STATED TASK A:
Answer these questions using the excerpt on the Atlassian outage, with each answer on its own line and marked to match:
(i) Who is Atlassian's CTO?
(ii) Who published a Q&A on the active incident in the Atlassian Community?
(iii) For approximately how many customers were sites improperly deleted?
STATED TASK B:
Name every person mentioned by name in the excerpt on the Atlassian outage.
STATED TASK C:
Extend the excerpt on the Atlassian outage, starting after its final sentence.

EXCERPT:
+++
A customer messages me saying this last statement is not true, as their company
is receiving only canned responses, and no specifics, despite questions. I
respond to the company, highlighting customers’ report that they have no direct
communications, despite being paying customers:

Gergely Orosz @GergelyOrosz
@Atlassian “We’re communicating directly with each customer.” And yet a customer
impacted tells me: “Our bill is close to $10k/month and I doubt we are a big
enough customer to care about. They certainly haven’t shown us that we matter.
There have been zero personalized communications.”

April 13th 2022

72 Likes

In response is the first time that an executive acknowledges the issues from
Atlassian. Replying to me, Atlassian CTO Sri Viswanath shares a statement the
company publishes at that time, and which statement starts with an apology
impacted customers have been waiting for:

> “Let me start by saying that this incident and our response time are not up to
> our standard, and I apologize on behalf of Atlassian.”

Head of Engineering Stephen Deasy publishes a Q&A on the active incident in the
Atlassian Community.


THE CAUSE OF THE OUTAGE

For the past week, everyone has been guessing about the cause of the outage. The
most common suspicion coming from several sources like The Stack was how the
legacy Insight Plug-In plugin was being retired. A script was supposed to delete
all customer data from this plugin but accidentally deleted all customer data
for anyone using this plugin. Up Day 9, Atlassian would neither confirm, nor
deny these speculations.

On Day 9, Atlassian confirmed that this was, indeed, the main cause in their
official update. From this report:

> “The script we used provided both the "mark for deletion" capability used in
> normal day-to-day operations (where recoverability is desirable), and the
> "permanently delete" capability that is required to permanently remove data
> when required for compliance reasons. The script was executed with the wrong
> execution mode and the wrong list of IDs. The result was that sites for
> approximately 400 customers were improperly deleted.”
+++
SUPPLIED ENTRIES:
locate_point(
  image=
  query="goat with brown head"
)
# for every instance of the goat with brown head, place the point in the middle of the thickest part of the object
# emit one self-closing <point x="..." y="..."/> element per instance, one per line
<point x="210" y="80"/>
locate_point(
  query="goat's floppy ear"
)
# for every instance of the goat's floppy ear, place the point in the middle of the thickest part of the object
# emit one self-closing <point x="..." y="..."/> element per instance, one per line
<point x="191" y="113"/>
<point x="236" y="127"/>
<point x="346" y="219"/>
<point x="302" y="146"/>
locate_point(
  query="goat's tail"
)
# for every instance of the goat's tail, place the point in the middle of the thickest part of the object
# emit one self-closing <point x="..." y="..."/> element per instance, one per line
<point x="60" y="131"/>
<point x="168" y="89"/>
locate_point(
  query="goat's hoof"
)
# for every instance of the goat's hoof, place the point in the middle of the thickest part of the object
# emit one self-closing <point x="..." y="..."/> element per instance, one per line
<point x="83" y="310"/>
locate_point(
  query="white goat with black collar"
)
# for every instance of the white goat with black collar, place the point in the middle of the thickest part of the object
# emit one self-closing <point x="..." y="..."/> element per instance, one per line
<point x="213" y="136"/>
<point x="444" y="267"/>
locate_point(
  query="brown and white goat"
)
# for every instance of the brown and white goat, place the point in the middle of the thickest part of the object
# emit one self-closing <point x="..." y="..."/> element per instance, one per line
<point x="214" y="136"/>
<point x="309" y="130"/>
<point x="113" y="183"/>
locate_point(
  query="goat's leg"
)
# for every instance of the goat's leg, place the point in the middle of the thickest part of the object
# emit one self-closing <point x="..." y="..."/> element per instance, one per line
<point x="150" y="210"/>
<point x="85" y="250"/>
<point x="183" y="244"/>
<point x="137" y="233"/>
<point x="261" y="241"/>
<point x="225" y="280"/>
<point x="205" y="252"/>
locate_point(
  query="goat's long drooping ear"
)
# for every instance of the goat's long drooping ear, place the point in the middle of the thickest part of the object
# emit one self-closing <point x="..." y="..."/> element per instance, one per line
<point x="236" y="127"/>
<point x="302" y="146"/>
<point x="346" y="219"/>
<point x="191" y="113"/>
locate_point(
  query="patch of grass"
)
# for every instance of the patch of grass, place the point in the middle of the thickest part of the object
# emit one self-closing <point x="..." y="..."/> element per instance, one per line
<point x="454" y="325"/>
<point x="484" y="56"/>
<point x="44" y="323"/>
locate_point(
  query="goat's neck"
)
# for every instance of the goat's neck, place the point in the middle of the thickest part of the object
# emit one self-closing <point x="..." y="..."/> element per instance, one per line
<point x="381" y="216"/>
+++
FINAL RESULT A:
(i) Sri Viswanath
(ii) Stephen Deasy, Head of Engineering
(iii) Approximately 400

FINAL RESULT B:
Gergely Orosz, Sri Viswanath, Stephen Deasy

FINAL RESULT C:
So why is the backup taking weeks? On their “How Atlassian Does Resilience” page
Atlassian confirms they can restore data deleted in a matter of hours:

> “Atlassian tests backups for restoration on a quarterly basis, with any issues
> identified from these tests raised as Jira tickets to ensure that any issues
> are tracked until remedied.”

There is a problem, though:

 * Atlassian can, indeed, restore all data to a checkpoint in a matter of hours.

 * However, if they did this, while the impacted ~400 companies would get back
   all their data, everyone else would lose all data committed since that point

 * So now each customer’s data needs to be selectively restored. Atlassian has
   no tools to do this in bulk.

They also confirm this is the root of the problem in the update:

> “What we have not (yet) automated is restoring a large subset of customers
> into our existing (and currently in use) environment without affecting any of
> our other customers.”

For the first several days of the outage, they restored customer data with
manual steps. They are now automating this process. However, even with the
automation, restoration is small, and can only be done in small batches:

“Currently, we are restoring customers in batches of up to 60 tenants at a time.
End-to-end, it takes between 4 and 5 elapsed days to hand a site back to a
customer. Our teams have now developed the capability to run multiple batches in
parallel, which has helped to reduce our overall restore time.”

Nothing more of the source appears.